Print exactly the lines from the one containing "If you could mark the flowing" through the last line of the listing, both included.

=====

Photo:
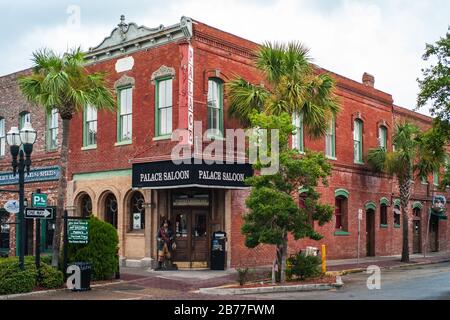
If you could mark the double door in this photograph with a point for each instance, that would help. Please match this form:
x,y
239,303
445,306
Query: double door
x,y
191,236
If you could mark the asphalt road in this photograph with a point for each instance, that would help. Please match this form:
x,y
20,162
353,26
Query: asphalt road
x,y
420,282
430,282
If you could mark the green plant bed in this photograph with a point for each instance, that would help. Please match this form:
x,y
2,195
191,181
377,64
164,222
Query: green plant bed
x,y
13,280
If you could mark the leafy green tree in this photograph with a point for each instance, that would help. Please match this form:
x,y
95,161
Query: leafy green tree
x,y
292,86
273,211
435,85
63,82
416,154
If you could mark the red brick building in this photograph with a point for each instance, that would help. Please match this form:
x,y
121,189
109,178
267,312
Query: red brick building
x,y
44,174
166,77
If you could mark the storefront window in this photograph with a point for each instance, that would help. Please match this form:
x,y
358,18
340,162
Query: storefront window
x,y
200,225
181,226
111,210
137,215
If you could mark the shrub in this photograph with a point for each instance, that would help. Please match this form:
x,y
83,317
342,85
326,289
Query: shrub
x,y
50,278
242,276
100,252
303,267
13,280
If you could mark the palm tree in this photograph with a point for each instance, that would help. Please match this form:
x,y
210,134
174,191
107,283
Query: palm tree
x,y
293,86
63,82
416,154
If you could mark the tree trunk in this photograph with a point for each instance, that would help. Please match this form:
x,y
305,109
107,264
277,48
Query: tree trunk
x,y
283,260
62,188
405,194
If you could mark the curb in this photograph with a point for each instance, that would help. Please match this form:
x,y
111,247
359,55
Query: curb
x,y
27,294
362,269
272,289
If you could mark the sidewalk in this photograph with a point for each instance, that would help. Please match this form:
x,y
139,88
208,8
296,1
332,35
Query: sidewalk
x,y
386,261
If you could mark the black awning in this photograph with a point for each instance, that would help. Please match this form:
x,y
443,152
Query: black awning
x,y
166,175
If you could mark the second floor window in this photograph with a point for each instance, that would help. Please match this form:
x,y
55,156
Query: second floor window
x,y
2,137
330,139
297,138
90,126
215,106
382,137
24,118
164,107
358,141
52,129
125,125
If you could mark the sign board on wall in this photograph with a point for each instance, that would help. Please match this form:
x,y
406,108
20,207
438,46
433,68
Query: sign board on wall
x,y
35,175
77,231
191,95
166,174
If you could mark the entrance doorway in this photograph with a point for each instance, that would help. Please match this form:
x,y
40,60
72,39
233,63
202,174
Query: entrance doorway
x,y
417,231
192,236
433,235
370,233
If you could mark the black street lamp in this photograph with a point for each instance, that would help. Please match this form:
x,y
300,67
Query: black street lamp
x,y
21,146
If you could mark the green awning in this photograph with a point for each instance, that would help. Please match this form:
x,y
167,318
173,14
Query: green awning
x,y
441,216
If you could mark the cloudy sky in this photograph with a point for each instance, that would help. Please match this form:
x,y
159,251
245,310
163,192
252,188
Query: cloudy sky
x,y
383,37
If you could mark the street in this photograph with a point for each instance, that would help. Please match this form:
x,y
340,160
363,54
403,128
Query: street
x,y
419,282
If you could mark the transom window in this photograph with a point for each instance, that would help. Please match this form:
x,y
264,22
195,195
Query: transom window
x,y
330,139
52,129
215,106
357,141
164,107
2,137
90,126
125,114
297,138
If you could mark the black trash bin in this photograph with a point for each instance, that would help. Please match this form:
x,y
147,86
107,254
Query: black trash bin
x,y
86,274
218,251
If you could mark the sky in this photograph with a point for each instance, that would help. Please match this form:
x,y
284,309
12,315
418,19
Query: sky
x,y
385,38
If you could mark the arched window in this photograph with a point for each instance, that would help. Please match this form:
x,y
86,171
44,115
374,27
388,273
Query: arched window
x,y
297,138
341,213
2,137
137,212
358,141
215,106
24,118
383,215
330,139
111,209
85,206
382,137
397,213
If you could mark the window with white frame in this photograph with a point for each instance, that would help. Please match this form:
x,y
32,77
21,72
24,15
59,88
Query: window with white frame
x,y
24,118
215,106
358,141
330,139
2,137
382,137
164,107
125,124
90,126
297,138
52,129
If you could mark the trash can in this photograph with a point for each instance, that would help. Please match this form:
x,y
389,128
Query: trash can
x,y
218,252
85,276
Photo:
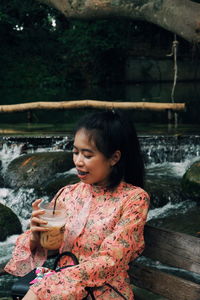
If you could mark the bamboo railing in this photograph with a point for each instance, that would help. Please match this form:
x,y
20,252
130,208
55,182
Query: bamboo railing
x,y
91,103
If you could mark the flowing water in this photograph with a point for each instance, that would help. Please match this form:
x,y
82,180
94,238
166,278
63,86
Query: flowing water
x,y
168,151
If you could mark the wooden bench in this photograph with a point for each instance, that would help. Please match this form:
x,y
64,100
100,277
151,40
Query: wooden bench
x,y
175,250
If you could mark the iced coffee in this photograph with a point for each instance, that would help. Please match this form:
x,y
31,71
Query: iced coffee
x,y
53,238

=====

▸ WRITTEN REPLY:
If you could mark the flowing water in this photograph with a point for each instance, that would help. Please match this form:
x,y
82,180
94,238
166,278
63,86
Query: flowing water
x,y
168,151
If you could mark the wooden bench in this photograph with a point for each instance, that would help. Please match this form:
x,y
64,100
100,277
151,40
Query: wooden bench
x,y
175,250
If you could mark the iced coffee in this photograph with a point for each instance, that would help. Please match this form:
x,y
31,71
Query: iced coffee
x,y
53,238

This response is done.